* **DOCUMENT SEGMENT**
“Foniasophobia is the fear of murderers or serial killers, or of being murdered. This fear is usually triggered after hearing news that somebody got murdered or of hearing a person on a killing spree, or more rarely encountering people who killed other people. People suffering foniasophobia would usually lead to ‘anthrophobia’, fear of people as anybody could kill them, and ‘thanatophobia’, fear of death as an act of killing result in death. As a result, s/he would hide in remote places away from populated areas alone. Symptoms of foniasophobia include obsessive thoughts about death, rapid heartbeat and breathing, and extreme anxiety.”
Since 2013, Bangladesh has experienced a series of targeted killing under the mask of religion. Till March 2018 , more than 50 murders took place. Individuals, those who are known for their secular, non-sectorial ideas, those who talk against the traditional social values and question religion, have been the primary targets. These are the people who use various social, print and electronic media to express their thoughts. These are the people who are known as bloggers, free thinkers, secular writers and activists. Reasons of these killing are religious intolerance, growing radicalisation, increasing polarisation within the societies and announcement of the existence of religious extremist ideas and groups. Starting from blogger to writer to gay or lesbian- all are made victim of murder under the name of religious extremism. Such incidents left everyone frightened and live in perpetual state of fear. However, those who are known for their free thoughts and writing, have received life threatening warnings. As a result, people stopped expressing their ideas. The scene of a welcoming and inclusive Dhaka city soon started to change.
All these incidents have left the nation afraid and divided. People do not feel safe anymore in the streets. People are constantly chased by fear of death or harassment from unknown sources. This story is about young bloggers, free thinkers, activists who are suffering most from these incidents. “My own city Dhaka, the city where I grew up, where I made most of my best friends seems so unknown to me”- says a secular writer (anonymous). “A threat of getting killed is constantly haunting me. I can’t trust anyone”- he adds. “I can’t sleep at night without sleeping pills. Even a simplest sound of a wind hitting against the window, or a door-bell, or a sound of phone ringing scares me to death” says another blogger (anonymous). This story aims to capture the mistrust from the perspectives of the sufferers who are living in constant threat and fear; a state of mind that the photographer sees as ‘Foniasophobia’. This project has started in 2014. Nevertheless, this project intends to step into their (frightened people) ‘Foniasophobic’ state of mind and see Dhaka from their perspective. Facing every challenges on the process of this work, the project has been tailored with fictitious characters but with real inputs from the victims’ perspectives. The photographs have been shot of the places– where youngsters use to hangout, where few got killed, areas which feel spooky, and thrilled, in addition to objects and portraits. Clues are taken from newspapers, interviews, and social media posts.

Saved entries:
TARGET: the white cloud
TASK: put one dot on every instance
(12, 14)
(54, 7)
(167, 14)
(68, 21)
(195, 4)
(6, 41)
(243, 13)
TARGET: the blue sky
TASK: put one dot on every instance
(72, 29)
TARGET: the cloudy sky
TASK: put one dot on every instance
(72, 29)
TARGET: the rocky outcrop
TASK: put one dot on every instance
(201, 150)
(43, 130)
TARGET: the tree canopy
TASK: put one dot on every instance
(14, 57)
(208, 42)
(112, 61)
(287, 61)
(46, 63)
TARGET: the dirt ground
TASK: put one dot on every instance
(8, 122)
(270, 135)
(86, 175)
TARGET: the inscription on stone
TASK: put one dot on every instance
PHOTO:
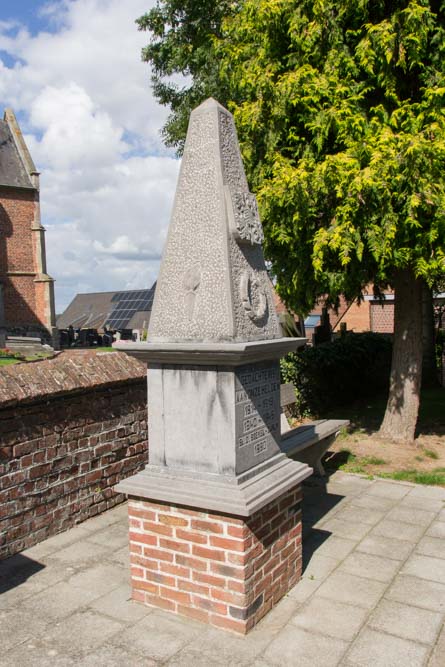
(257, 409)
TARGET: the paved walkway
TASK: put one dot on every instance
(372, 593)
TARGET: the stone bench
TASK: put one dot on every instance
(309, 442)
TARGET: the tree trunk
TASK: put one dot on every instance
(399, 422)
(429, 367)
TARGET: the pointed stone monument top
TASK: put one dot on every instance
(213, 285)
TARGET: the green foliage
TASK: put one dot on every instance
(5, 353)
(339, 106)
(338, 373)
(182, 35)
(435, 477)
(431, 454)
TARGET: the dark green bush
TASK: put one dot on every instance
(337, 373)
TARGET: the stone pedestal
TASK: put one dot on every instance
(221, 569)
(215, 526)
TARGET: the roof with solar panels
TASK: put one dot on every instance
(113, 311)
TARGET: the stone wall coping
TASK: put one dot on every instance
(213, 354)
(67, 372)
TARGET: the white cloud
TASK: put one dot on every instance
(92, 127)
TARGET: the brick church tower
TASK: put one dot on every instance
(26, 290)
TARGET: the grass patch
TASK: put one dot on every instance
(366, 416)
(434, 478)
(372, 461)
(8, 362)
(431, 454)
(348, 462)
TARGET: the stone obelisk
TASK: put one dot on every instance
(216, 475)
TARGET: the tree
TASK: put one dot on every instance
(339, 106)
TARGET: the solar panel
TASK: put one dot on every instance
(126, 304)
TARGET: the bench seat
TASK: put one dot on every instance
(310, 442)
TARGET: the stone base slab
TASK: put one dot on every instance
(239, 495)
(224, 570)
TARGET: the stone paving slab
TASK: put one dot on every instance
(372, 593)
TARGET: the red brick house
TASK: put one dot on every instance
(26, 290)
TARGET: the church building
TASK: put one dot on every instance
(26, 290)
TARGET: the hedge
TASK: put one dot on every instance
(337, 373)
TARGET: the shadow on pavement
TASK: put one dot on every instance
(317, 502)
(16, 570)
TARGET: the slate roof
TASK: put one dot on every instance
(12, 170)
(118, 310)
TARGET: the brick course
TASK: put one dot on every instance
(223, 570)
(65, 444)
(382, 317)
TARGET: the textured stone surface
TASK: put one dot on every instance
(213, 284)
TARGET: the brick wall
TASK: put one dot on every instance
(17, 212)
(70, 428)
(382, 317)
(356, 317)
(224, 570)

* **ABOUT THIS EXERCISE**
In the passage on foniasophobia, in what year did the photography project begin? The rows have no connection to the passage on foniasophobia.

* **THE ANSWER**
2014